■ **Set exercise**: Copy every line of the items below word for word, leaving out the pictures.

##### Input material #####

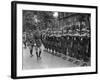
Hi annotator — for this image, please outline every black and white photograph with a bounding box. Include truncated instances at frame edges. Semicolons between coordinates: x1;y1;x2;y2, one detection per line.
12;2;97;77
22;10;91;69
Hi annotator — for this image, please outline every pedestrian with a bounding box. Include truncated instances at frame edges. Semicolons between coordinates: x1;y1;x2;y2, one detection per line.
29;41;34;57
35;39;42;58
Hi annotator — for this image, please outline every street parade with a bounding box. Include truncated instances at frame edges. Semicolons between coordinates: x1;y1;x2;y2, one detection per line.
23;11;91;69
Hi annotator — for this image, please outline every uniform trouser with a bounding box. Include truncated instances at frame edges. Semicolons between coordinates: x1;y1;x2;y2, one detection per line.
36;50;41;57
30;49;33;55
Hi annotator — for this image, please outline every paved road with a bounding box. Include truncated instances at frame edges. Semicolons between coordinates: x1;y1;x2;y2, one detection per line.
23;46;78;69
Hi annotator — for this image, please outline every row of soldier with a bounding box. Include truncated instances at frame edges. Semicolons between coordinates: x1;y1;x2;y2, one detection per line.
42;35;91;62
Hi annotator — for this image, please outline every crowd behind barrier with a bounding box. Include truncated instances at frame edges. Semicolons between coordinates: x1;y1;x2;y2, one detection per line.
42;34;91;62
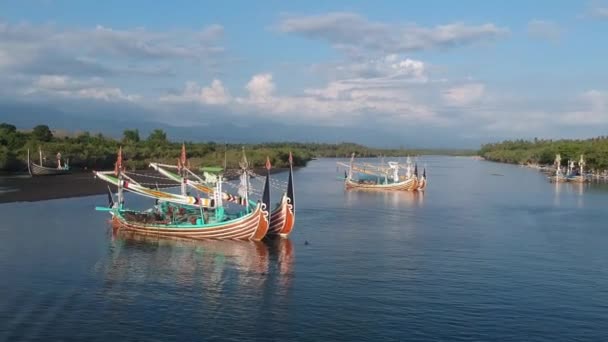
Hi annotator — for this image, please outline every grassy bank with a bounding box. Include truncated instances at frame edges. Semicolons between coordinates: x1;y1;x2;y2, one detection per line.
479;137;608;170
0;123;475;172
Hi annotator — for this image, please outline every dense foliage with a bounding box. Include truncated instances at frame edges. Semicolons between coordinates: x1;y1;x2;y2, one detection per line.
479;137;608;170
0;123;474;171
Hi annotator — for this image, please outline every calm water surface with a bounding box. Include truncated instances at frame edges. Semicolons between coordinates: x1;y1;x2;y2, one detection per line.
0;157;608;341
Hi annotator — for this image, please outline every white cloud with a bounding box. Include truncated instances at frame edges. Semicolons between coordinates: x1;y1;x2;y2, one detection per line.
313;54;429;83
160;79;231;105
443;83;485;107
559;90;608;126
0;21;224;76
587;1;608;19
23;75;141;102
528;20;562;42
278;12;509;54
245;73;275;102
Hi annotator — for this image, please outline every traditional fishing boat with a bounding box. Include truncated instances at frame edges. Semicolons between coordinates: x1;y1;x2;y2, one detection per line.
94;148;270;241
549;153;568;183
150;145;295;237
27;147;70;176
338;153;427;191
568;154;589;183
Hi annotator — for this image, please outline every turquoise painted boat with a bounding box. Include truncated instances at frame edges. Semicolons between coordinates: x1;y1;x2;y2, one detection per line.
94;148;270;241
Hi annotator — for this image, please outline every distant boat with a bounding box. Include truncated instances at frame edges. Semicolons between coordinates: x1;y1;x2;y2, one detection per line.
27;148;70;176
338;153;427;191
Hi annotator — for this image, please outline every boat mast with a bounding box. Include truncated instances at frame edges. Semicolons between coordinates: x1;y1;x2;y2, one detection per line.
239;146;249;213
177;143;188;196
114;146;124;209
27;148;32;176
348;152;355;180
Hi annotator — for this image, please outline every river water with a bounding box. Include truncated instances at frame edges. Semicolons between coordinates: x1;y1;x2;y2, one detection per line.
0;156;608;341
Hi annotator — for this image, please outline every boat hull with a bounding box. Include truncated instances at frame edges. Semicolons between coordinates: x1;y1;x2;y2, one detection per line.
112;204;269;241
268;196;295;237
29;163;70;176
345;177;426;191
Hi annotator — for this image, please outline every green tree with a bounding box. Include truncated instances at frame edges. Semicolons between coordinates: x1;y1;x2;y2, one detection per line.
32;125;53;141
148;129;167;144
0;122;17;134
122;129;140;143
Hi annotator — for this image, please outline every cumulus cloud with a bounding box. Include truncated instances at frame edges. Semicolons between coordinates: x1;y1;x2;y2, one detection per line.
313;54;429;83
160;79;231;105
278;12;509;54
245;73;275;102
443;83;485;107
22;75;141;101
560;90;608;126
0;22;224;76
587;1;608;20
528;20;562;42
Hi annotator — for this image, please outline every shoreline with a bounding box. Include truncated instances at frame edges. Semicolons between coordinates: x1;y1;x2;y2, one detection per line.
0;168;297;204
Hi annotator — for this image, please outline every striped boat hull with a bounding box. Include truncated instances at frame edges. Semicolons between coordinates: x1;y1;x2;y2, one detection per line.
29;163;70;176
112;204;269;241
268;196;295;237
345;177;426;191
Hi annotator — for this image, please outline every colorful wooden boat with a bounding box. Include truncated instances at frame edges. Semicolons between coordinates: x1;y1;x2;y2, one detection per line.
150;145;295;237
338;153;427;191
27;148;70;176
95;148;270;241
268;152;296;237
110;203;268;241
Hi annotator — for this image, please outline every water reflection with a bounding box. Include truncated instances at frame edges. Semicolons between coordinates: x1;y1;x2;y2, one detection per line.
345;190;424;208
104;230;294;306
553;182;593;208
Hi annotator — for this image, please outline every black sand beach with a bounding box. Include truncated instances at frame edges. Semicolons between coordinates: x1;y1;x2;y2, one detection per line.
0;172;116;203
0;169;284;203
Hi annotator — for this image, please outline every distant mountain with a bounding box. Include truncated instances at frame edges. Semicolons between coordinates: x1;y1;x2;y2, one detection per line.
0;103;479;148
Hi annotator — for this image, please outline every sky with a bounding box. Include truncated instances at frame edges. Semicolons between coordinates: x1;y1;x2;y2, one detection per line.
0;0;608;148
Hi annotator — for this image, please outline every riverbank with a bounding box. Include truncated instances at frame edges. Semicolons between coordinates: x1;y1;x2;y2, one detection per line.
0;168;294;203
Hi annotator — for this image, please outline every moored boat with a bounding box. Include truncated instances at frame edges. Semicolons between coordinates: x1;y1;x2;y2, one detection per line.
150;145;295;237
27;148;70;176
338;153;427;191
95;148;269;241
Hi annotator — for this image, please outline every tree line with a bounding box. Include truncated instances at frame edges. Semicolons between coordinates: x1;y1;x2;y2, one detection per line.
479;136;608;170
0;123;474;172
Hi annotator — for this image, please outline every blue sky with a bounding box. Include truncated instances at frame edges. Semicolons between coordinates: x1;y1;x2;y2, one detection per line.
0;0;608;147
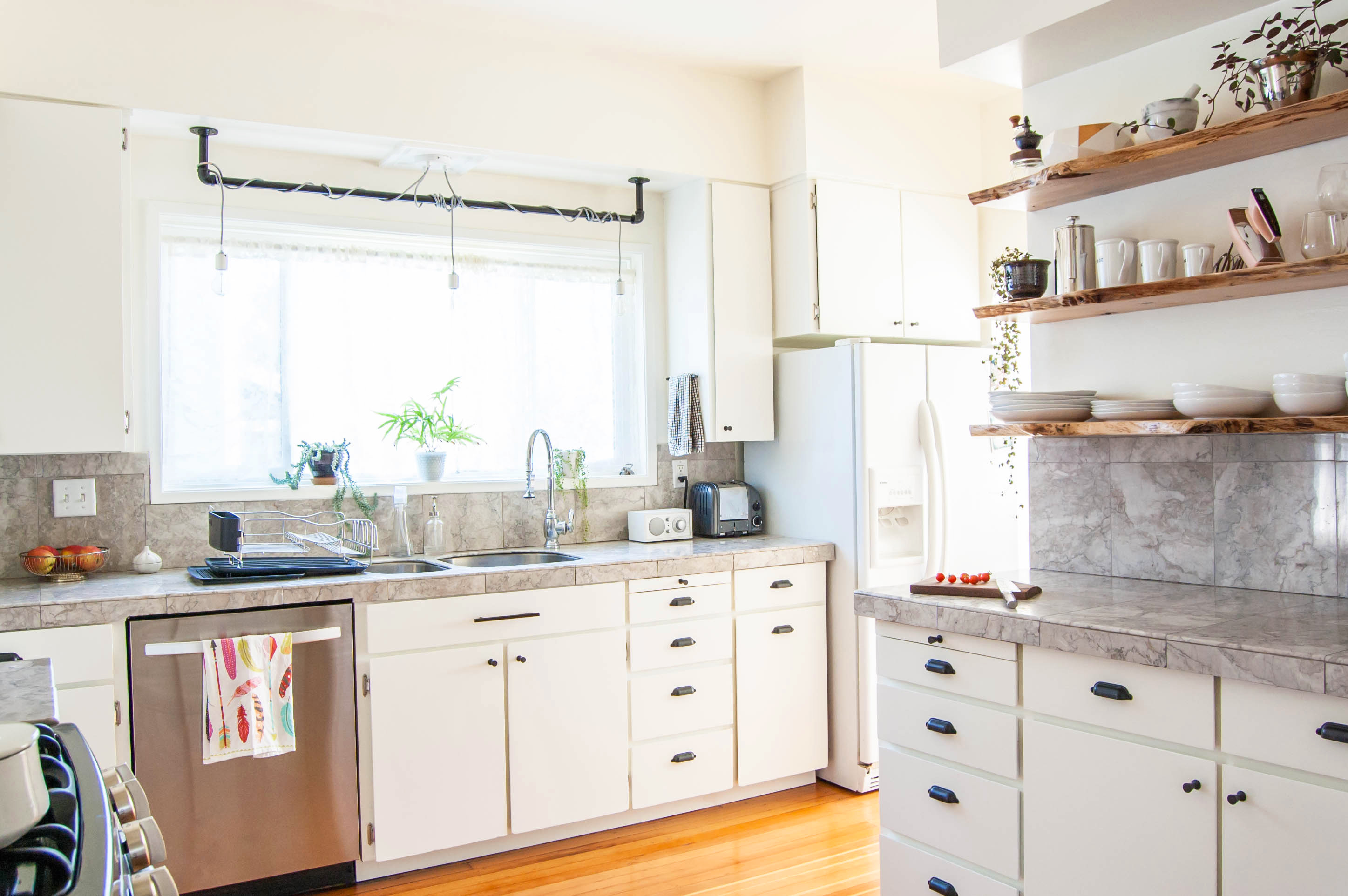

#####

■ **Result of this exercise**:
Hi annotator — for this image, please outline every black and white photograph with a bounding box. Include truncated instances at frame edges. Semicolons between coordinates: x1;y1;x2;y2, one detection per line.
12;2;97;77
22;10;91;69
Hi annotator — for this image, please outline every pedestrian with a bounding box. Include truncated instances at frame edges. Semicolons between coordinates: x1;y1;x2;y2, one detection per line.
29;41;34;57
35;39;42;58
Hi annotator — for this image, please outline every street parade with a bounding box. Include truncated instances at frame edges. Semicolons between coordinates: x1;y1;x2;y2, one detection per line.
23;11;91;69
Hi annotator — for this image, please outline every uniform trouser with a bounding box. Include truncated instances at frame edges. Semicolons between coordinates: x1;y1;x2;y2, one detection per line.
36;50;41;57
30;49;33;55
Hi annotator — for this image, please outline every paved road with a bounding box. Include truncated instances at frame edges. Semicolons between coordinates: x1;y1;x2;y2, one detection per line.
23;46;78;69
Hi annotator — for this image, please outline every row of soldier with a bounding box. Include truncated instances at frame edges. Semicolons between coordinates: x1;y1;x2;y2, one detection per line.
42;35;91;62
Hi annotator — for this image, please outline every crowd behind barrier with a bounding box. Include truncated instances at frame edges. Semicolons between coordinates: x1;y1;x2;y2, one detection per line.
42;34;91;62
Hi annotator — for this image, please outline every grassy bank with a bounding box. Include truncated instances at frame edges. Semicolons between coordinates: x1;y1;x2;y2, one detection per line.
479;137;608;170
0;123;475;172
Hi annotator — for this image, please outline every dense foliage with a bounding box. Include truncated instances at frame edges. Semicolons between coordinates: x1;y1;x2;y2, one detection per line.
479;137;608;170
0;123;474;171
Hi annotator — for this image, please outline every calm water surface with a bounding box. Include truncated instances at frame edges. Semicolons between coordinates: x1;y1;x2;y2, one detection per line.
0;157;608;341
Hi annotator — for this image, please outline every white cloud with a bounding box. Include truncated instances at frame edges. Semicolons between coordinates: x1;y1;x2;y2, one detection per line.
313;54;429;83
160;79;231;105
443;83;485;107
559;90;608;126
0;21;224;76
587;1;608;19
23;75;141;102
528;20;562;42
278;12;509;54
245;73;275;102
Hi annotator — for this image, please outline every traditional fishing boat with a bounding box. Include truncated instances at frame edges. Semicolons between coordinates: x1;y1;x2;y2, one detection per line.
94;148;270;241
549;153;568;183
150;145;295;237
27;147;70;176
338;153;427;191
568;154;589;183
Hi annotator — for this image, please outline every turquoise painted boat with a bounding box. Include truncated instances at frame edges. Semicolons between coordinates: x1;y1;x2;y2, one detection per line.
94;148;270;241
Hi annotator — for this image, please outline every distant boat with a bounding box. Include truncated instances at frame edges. Semicolons between coordinates: x1;y1;x2;y2, one detection per line.
27;148;70;176
338;153;427;191
Hi annotator — for this image, please outline every boat mast with a bounding box. Include truncated instances at frame edges. Semicolons between coordinates: x1;y1;x2;y2, one detection per line.
239;146;249;213
177;143;188;196
114;146;124;209
27;148;32;176
348;152;355;180
Hi annotator — for this image, please outline every river water with a bounding box. Include truncated instances at frame edges. Semicolons between coordinates: x1;y1;x2;y2, one detection per line.
0;156;608;341
Hi annotator — for this image, please outline every boat hull with a bounding box. Include truncated instances at frame edges. Semicolons between coordinates: x1;y1;x2;y2, one detection per line.
112;204;269;241
268;196;295;237
29;163;70;176
345;177;426;191
Hi annotator — for this image, please outline every green tree with a bounding box. Include truncated instances at frame edges. Semicolons between coordinates: x1;y1;x2;y2, one detection per line.
32;125;53;141
148;129;167;144
0;122;17;134
122;129;140;143
Hi annotator — for this image, please outline every cumulus cloud with a bounding box. Include truncated instances at frame edges. Semicolons between coordinates: x1;y1;x2;y2, one detection per line.
313;54;429;83
160;79;231;105
278;12;509;54
245;73;275;102
443;83;485;107
22;75;141;101
560;90;608;126
0;22;224;76
587;1;608;20
528;20;562;42
Hi annotator — for this image, please outline every shoreline with a bounding box. Include truncated instances at frame edges. Semicolons between coordinates: x1;y1;x2;y2, one detection per line.
0;168;297;204
Hi annotator — for this image, please outline every striped boat hull with a bounding box. Include truncated instances at frame edges. Semicolons between coordinates: x1;y1;x2;y2, one detection per line.
29;163;70;176
112;204;269;241
268;196;295;237
345;177;426;191
Hi annotator — for this image, please outline every colorful wooden boat with a bounding box. Include truncated instances at frame edges. Semicolons between coordinates: x1;y1;x2;y2, one detection per line.
150;145;295;237
338;153;427;191
27;148;70;176
95;148;270;241
268;152;296;237
110;203;268;241
Hi annotator — for this image, please outline every water reflection with a bounding box. Include truncated instances at frame edges. Semicolons between coordinates: x1;y1;x2;y2, one detection per line.
345;190;424;208
104;230;294;306
553;182;593;208
Hi annotator — for this image, please outline every black sand beach with a bounding box. Include truncated instances at frame edges. Semicolons between coordinates: x1;y1;x2;y2, one detection per line.
0;172;116;203
0;169;284;203
Hi annotator — for this image, please outline every distant mountain with a bounding box. Include truncated instances at frame edges. Semicolons between coordinates: x1;y1;x2;y2, one detection per line.
0;103;479;148
Hi annotator — for this image, please outline every sky with a bounding box. Include truncated instances at frame edges. Semicolons between coordinates: x1;y1;x2;y2, one detection per line.
0;0;608;148
Hi annotator — for this image, please outline every riverbank with a bounding box. Include truncated instances at frame edges. Semicolons between coordinates: x1;y1;x2;y2, one detection per line.
0;168;294;203
Hi annotator — for this image, please outline every moored boat with a bounding box. Include truncated instances at frame edges. Semicolons between coordinates: x1;y1;x2;y2, one detection per line.
150;145;295;237
27;148;70;176
338;153;427;191
95;148;269;241
Hi annotator — for this image, please outline every tree line with a bounding box. Include truncated instances at frame edges. Semicolons between coordinates: x1;y1;x2;y2, one detection per line.
479;136;608;170
0;123;474;172
Hi annotator — for this image, please outline every blue sky with a bounding box. Include truncated instances at frame edges. Semicolons between coordinates: x1;y1;x2;y2, one detection per line.
0;0;608;147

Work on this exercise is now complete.